# INSTRUCTIONS TO FOLLOW
Can you turn every line of the records below into a JSON list of strings, one string per line, with blank lines and the pictures left out?

(Records on locating named things)
┌──
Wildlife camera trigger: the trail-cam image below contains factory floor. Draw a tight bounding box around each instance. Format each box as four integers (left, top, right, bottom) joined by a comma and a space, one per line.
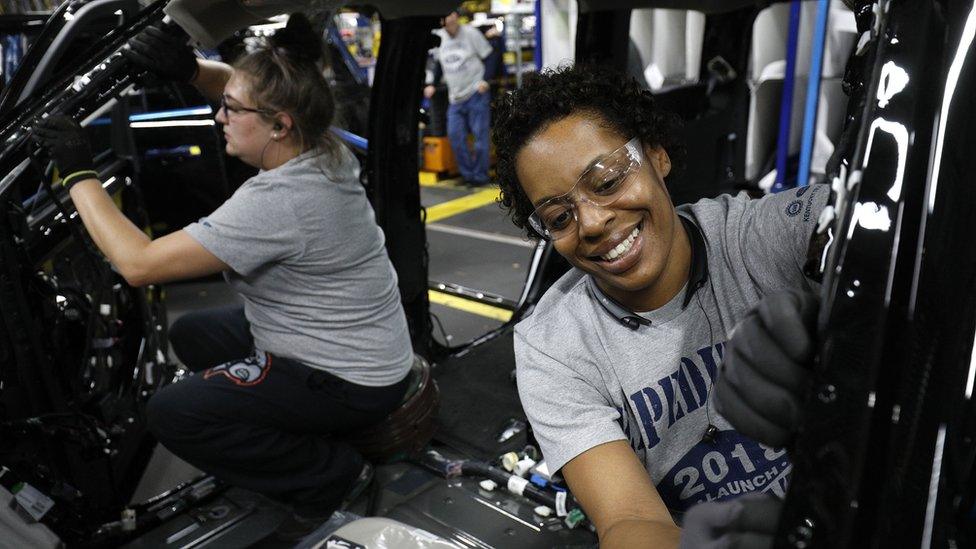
121, 180, 591, 547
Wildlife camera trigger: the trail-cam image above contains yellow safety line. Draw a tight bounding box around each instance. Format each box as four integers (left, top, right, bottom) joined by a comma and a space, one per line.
427, 188, 501, 223
419, 174, 465, 189
427, 290, 512, 322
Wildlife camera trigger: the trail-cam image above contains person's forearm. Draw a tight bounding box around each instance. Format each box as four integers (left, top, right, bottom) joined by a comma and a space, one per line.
191, 59, 234, 103
70, 179, 150, 286
600, 520, 681, 549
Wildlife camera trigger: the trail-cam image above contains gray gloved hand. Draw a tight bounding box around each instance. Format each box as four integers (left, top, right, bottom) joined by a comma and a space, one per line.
714, 291, 820, 448
122, 23, 199, 82
679, 494, 783, 549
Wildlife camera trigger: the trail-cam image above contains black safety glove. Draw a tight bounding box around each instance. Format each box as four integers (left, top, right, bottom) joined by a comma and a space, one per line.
122, 27, 199, 82
31, 114, 98, 188
679, 494, 783, 549
715, 291, 820, 448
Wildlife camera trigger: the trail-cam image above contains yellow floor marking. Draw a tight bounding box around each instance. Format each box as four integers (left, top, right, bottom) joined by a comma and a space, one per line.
427, 290, 512, 322
419, 178, 466, 189
427, 188, 500, 223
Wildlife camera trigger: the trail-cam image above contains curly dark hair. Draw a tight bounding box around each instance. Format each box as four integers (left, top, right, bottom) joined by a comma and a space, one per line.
492, 65, 685, 236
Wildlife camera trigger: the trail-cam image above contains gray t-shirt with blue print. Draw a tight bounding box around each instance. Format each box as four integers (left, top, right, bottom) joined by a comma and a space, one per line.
515, 185, 829, 513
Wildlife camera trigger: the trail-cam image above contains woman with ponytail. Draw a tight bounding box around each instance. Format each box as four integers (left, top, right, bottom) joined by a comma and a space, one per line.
34, 15, 413, 539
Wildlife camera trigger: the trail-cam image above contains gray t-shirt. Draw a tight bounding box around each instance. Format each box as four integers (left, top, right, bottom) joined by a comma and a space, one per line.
433, 25, 491, 103
515, 185, 829, 512
185, 147, 413, 387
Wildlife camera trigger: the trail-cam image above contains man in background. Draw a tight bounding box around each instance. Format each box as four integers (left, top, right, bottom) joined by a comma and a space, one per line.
424, 10, 492, 186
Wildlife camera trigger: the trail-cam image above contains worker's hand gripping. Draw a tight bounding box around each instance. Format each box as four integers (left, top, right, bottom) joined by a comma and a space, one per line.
715, 291, 820, 447
122, 26, 199, 82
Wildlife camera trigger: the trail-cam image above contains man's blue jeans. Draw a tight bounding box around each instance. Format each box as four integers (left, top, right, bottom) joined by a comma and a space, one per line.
447, 92, 491, 184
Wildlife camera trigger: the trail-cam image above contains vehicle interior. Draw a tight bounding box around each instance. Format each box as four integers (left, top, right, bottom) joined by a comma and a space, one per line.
0, 0, 976, 548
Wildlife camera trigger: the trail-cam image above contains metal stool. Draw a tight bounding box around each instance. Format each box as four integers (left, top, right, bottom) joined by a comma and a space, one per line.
344, 355, 440, 463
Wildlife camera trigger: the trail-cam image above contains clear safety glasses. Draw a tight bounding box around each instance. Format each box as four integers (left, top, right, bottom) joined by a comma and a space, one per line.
529, 137, 642, 240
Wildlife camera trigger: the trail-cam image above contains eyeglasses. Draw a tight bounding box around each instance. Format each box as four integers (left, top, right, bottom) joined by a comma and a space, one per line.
529, 137, 642, 240
218, 94, 274, 117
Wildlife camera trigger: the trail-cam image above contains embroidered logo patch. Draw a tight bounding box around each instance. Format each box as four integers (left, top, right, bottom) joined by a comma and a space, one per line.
786, 200, 803, 217
203, 353, 271, 387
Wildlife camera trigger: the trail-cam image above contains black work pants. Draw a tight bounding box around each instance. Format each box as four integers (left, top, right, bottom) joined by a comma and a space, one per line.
148, 307, 407, 512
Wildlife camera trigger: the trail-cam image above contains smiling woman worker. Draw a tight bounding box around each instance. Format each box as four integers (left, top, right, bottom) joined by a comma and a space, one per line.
35, 16, 413, 537
494, 67, 828, 548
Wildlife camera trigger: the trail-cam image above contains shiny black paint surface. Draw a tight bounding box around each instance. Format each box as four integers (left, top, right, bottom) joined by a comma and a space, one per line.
777, 1, 976, 547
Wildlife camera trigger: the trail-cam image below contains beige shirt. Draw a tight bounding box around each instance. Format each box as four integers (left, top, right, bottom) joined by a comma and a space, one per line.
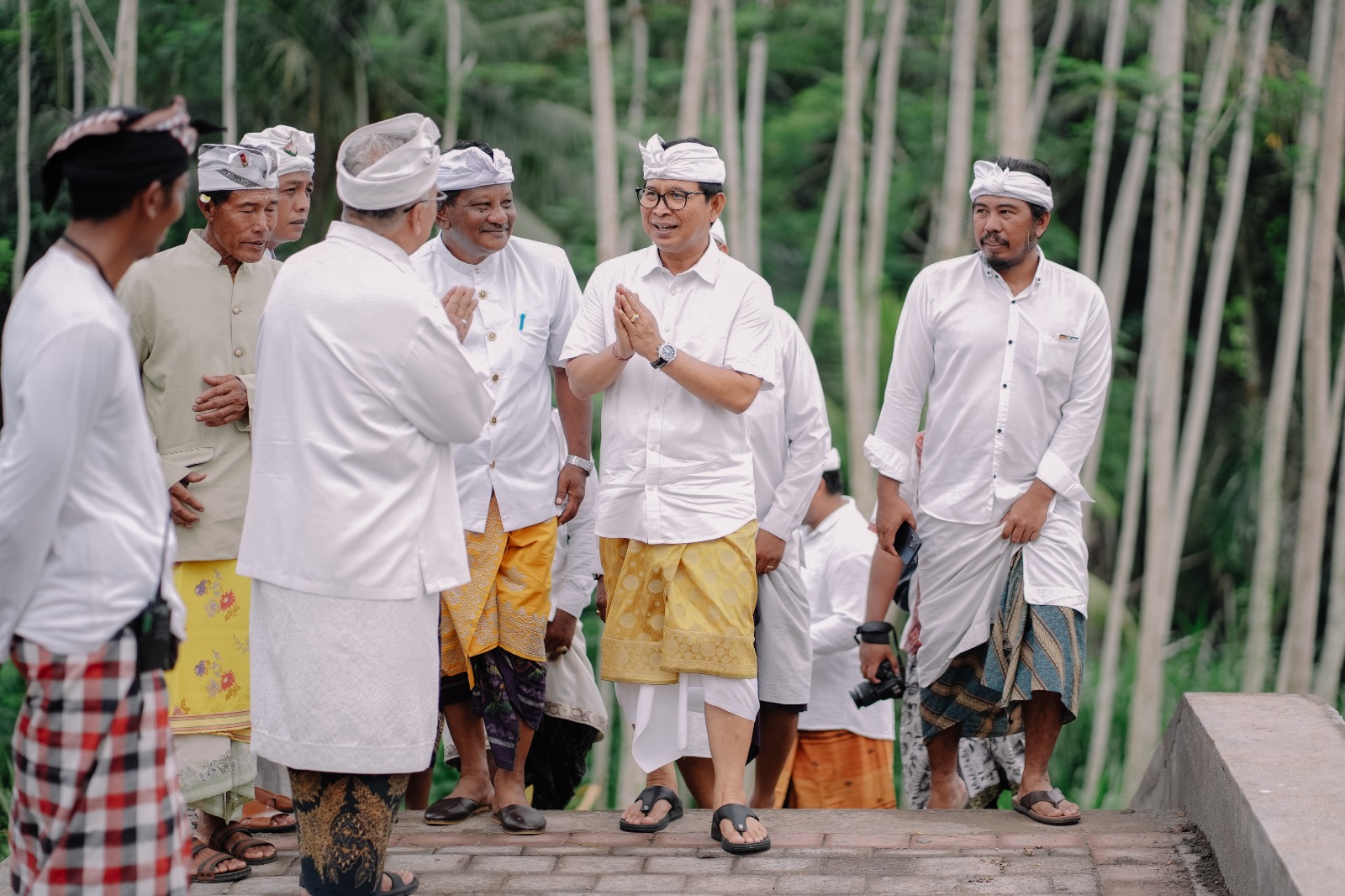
117, 230, 280, 560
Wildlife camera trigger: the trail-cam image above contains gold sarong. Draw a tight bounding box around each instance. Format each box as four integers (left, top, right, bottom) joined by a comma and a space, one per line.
599, 520, 757, 685
784, 730, 897, 809
439, 493, 556, 685
164, 560, 251, 740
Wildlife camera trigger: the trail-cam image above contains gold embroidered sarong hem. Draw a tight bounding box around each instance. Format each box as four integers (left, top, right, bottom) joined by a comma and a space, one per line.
599, 520, 757, 685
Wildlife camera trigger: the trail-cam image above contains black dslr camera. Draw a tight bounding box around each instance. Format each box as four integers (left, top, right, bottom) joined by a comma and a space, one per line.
850, 659, 906, 709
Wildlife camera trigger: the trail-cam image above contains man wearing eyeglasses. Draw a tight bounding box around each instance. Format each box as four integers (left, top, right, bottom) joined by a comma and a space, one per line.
562, 134, 778, 853
412, 140, 593, 834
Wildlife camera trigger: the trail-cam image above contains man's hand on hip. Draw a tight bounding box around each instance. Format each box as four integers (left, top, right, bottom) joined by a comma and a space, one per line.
191, 374, 247, 426
543, 608, 577, 659
556, 464, 588, 526
168, 473, 206, 529
757, 529, 784, 576
876, 477, 916, 557
1000, 479, 1056, 545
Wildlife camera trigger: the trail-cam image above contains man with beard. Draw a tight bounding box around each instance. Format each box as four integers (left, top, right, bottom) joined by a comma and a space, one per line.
119, 144, 285, 881
412, 140, 593, 834
244, 125, 318, 258
858, 157, 1111, 825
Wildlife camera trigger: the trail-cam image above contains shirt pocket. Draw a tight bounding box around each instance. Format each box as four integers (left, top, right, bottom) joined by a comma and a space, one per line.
1037, 327, 1079, 383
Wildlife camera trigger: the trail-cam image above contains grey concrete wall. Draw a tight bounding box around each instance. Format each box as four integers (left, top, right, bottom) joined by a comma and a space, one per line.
1131, 693, 1345, 896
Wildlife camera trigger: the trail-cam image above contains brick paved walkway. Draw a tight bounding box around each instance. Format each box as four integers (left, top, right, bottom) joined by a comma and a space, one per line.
193, 810, 1226, 896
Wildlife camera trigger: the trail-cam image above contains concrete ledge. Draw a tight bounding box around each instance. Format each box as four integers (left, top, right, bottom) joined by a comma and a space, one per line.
1131, 694, 1345, 896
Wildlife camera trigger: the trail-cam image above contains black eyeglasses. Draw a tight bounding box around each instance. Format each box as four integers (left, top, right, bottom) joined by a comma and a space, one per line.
635, 187, 704, 211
└──
# TASK SOLUTION
[
  "Wildlife camera trigger: the trail-cam image below contains factory floor. Draw a tight bounding box around each instance. Format each box as four integers (left, top, right, bottom) joined by a comma and a space, one per line.",
  "121, 180, 591, 547",
  "Wildlife camera trigger: the trail-cam image above contains yellow safety line. Draw a tight bounding box around each instance. Format each box as four integers (left, top, right, bottom) joined by a comma and a space, one per line.",
  "427, 188, 501, 223",
  "419, 174, 465, 189",
  "427, 290, 512, 322",
  "Wildlife camera trigger: the trail-cam image above contains person's forearm. Draw a tight bounding box around each instance. Format each box as four integers (left, top, right, bottom) joined by a comma and a space, one per line.",
  "191, 59, 234, 103",
  "70, 179, 150, 286",
  "600, 520, 681, 549",
  "Wildlife camera trigger: the trail-cam image above contains gray gloved hand. Draw a tight bounding box around each instance. Format each box as four integers (left, top, right, bottom) joined by a comma and a space, one per line.",
  "714, 291, 820, 448",
  "122, 23, 199, 82",
  "679, 494, 783, 549",
  "Wildlife camera trigger: the trail-cam image above contains black safety glove. Draw a tight bounding box around each instance. Format each box as four integers (left, top, right, bottom) joined by a comma and a space, one per line.",
  "122, 27, 199, 82",
  "31, 114, 98, 188",
  "679, 494, 783, 549",
  "715, 291, 820, 448",
  "Wildlife camera trigger: the trail-cam image above contains yellow floor marking. Draw a tight bounding box around each instance. Format each box as four integers (left, top, right, bottom) joined by a comma and a space, one per line.",
  "427, 290, 512, 322",
  "419, 178, 466, 189",
  "427, 188, 500, 223",
  "Wildlife camera trigger: the trail-cam image above contains curly dark hair. Draw a tight bounding box around each instance. Format each box as four integers (left, top, right, bottom) joined by a comma and a space, one per line.",
  "492, 65, 685, 236",
  "Wildlife camera trigger: the trail-cam image above contains gray t-shirt with blue print. Draw a tight bounding box around each instance. Format each box as four integers (left, top, right, bottom) joined by a comma and a space, one per line.",
  "515, 185, 829, 513",
  "Wildlife camera trigger: the trail-cam image above contains woman with ponytail. Draw a tight bounding box around each instance. Format each box as four integers (left, top, right, bottom) joined by a comma and a space, one per line.",
  "34, 15, 413, 539",
  "Wildlife camera trigger: the trail-cam image above contains gray t-shirt. Draw a tight bounding box around each instance. Format each box as four integers (left, top, right, bottom) joined by a comma and a space, one per line.",
  "433, 25, 491, 103",
  "515, 185, 829, 512",
  "185, 147, 413, 387",
  "Wildlife camera trigger: the trail-cam image above contains man in background. Draw a tight bounding box around each instance. Format each box as four integers (left, top, right, bottom) joined by a comma and a space, one per line.",
  "424, 10, 492, 186",
  "Wildlife camera trigger: the trail-cam image above contains worker's hand gripping. Draw a tight bounding box around each instance. Format each box as four integers (left, top, right, bottom) joined by a comma and a space, one per line.",
  "715, 291, 820, 447",
  "122, 26, 199, 82",
  "Wildlife camera trigger: the trail-cam image above contains man's blue jeans. Draw a tight bounding box around each instance. Format each box as four integers (left, top, right, bottom) joined by a comma and a space, one per line.",
  "447, 92, 491, 184",
  "Wildlife camera trigger: the trail-cam image above contains vehicle interior. Draw a tight bounding box around each instance. Format each box as four integers (left, top, right, bottom) joined by a comma and a space, one per line.",
  "0, 0, 976, 548",
  "Wildlife camera trigger: the trail-cam image above contains metal stool. Draw a tight bounding box around each instance. Format each box as four integers (left, top, right, bottom) joined by a comma and a space, one per line.",
  "344, 355, 440, 463",
  "Wildlife camera trigger: the trail-cam image above contains clear safety glasses. Draw a tight bounding box around each instance. Format each box as four integers (left, top, right, bottom) joined by a comma and a space, one per line.",
  "529, 137, 642, 240",
  "Wildlife camera trigger: the trail-cam image above contains eyeglasses. Draw a tight bounding box around each instance. Format each box as four integers (left, top, right, bottom) joined by a comma and a space, one per line.",
  "529, 137, 642, 240",
  "218, 94, 274, 117",
  "Wildlife camera trigger: the trail-cam image above contains embroidered logo patch. Draw a tight bounding box around each instance. Format each box as four integers (left, top, right, bottom) joined by a comma and a space, one per line.",
  "786, 200, 803, 217",
  "203, 353, 271, 387",
  "Wildlife camera trigger: the trail-cam image above contains black work pants. Draw a tight bounding box around each instance. Format each box as four integers (left, top, right, bottom) joined by a comma and a space, one per line.",
  "148, 307, 407, 512",
  "Wildlife camera trigger: the trail-cam image above contains smiling woman worker. Draw a tight bounding box around each instance. Format each box as four integers (left, top, right, bottom) joined by a comma and a space, one per line.",
  "35, 16, 413, 537",
  "494, 67, 828, 548",
  "Wildlife camera trigger: the trail-cam image above contains shiny black paint surface. Draw a tight bounding box around each instance. Format each box as four integers (left, top, right, bottom) joined by a comma and a space, one per line.",
  "777, 1, 976, 547",
  "Wildlife camera trigger: the trail-cam image below contains beige shirt. Draw a tight bounding box around each instance. Format each box as four integers (left, top, right, bottom) joined by a comma and a space, one per line.",
  "117, 230, 280, 560",
  "Wildlife camera trigger: the trail-cam image above contains gold sarong. Draw a tight bounding box around each instance. Format each box as four integers (left, top, right, bottom) joined by a comma and a space, one per line.",
  "599, 520, 757, 685",
  "784, 730, 897, 809",
  "439, 493, 556, 685",
  "164, 560, 251, 740",
  "Wildlife camera trigger: the trail-cam image above contains gold embroidered sarong hem. Draw a tight bounding box around each instance. Format each box as four integers (left, top, right, bottom) joined by a comma and a space, one per line.",
  "599, 520, 757, 685",
  "Wildlife camera trigger: the trail-cam image above contains black dslr camera. Draw a tight bounding box around each instance. Format each box as four integers (left, top, right, bottom) joined by a comma and a space, one per line.",
  "850, 659, 906, 709",
  "Wildlife camera trigger: the trail-cam image above contains man wearing eyeglasses. Draw a tight bounding box around each instance. Format each box as four integers (left, top, right, bottom) joined by a comma and a space, one per line.",
  "562, 134, 778, 853",
  "412, 140, 593, 834",
  "Wildlife camera trigger: the trail-cam image above contains man's hand on hip. Draw a tight bounding box around each instance. Format each box as four integers (left, top, right, bottom) joined by a comma and a space, one per line.",
  "191, 374, 247, 426",
  "543, 608, 577, 659",
  "556, 464, 588, 526",
  "168, 473, 206, 529",
  "757, 529, 784, 576",
  "876, 477, 916, 557",
  "1000, 479, 1056, 545",
  "Wildlife camera trigger: the trail-cam image above contains man with beard. Draw a tight bounding box around each instance. Format each box as four integers (left, top, right, bottom) joined by a comma and a space, one per line.",
  "119, 144, 285, 881",
  "412, 140, 593, 834",
  "244, 125, 318, 258",
  "858, 157, 1111, 825",
  "Wildlife camera trigger: the trail-cam image above contains shirt pocket. Draw a tight bounding box around each instance. Format each box as four integers (left, top, right, bottom) joined by a comma and a space, one per line.",
  "1037, 327, 1079, 383",
  "Wildlife camera trigger: the trail-cam image above contains grey concrete wall. Draw a tight bounding box around each instance. Format each box as four integers (left, top, right, bottom) joined by a comma and a space, one per line.",
  "1131, 693, 1345, 896",
  "Wildlife camera trigger: the trail-cam image above contains brick paved walkway. Draw a tight bounding box around each instance. Format each box as four integers (left, top, right, bottom) joined by a comma and a space, one per line.",
  "193, 810, 1226, 896",
  "Wildlife camera trigger: the trail-cam image above contains concrete ledge. Draw a tight bounding box around each instance. Format each box as four integers (left, top, right, bottom) joined by a comma and a space, one per line.",
  "1131, 694, 1345, 896",
  "Wildlife camera trigger: the trail-cam image above contains black eyeglasses. Draw a tight bounding box around each instance. Format each box as four integers (left, top, right, bottom) joined by a comma and a space, one per line.",
  "635, 187, 704, 211"
]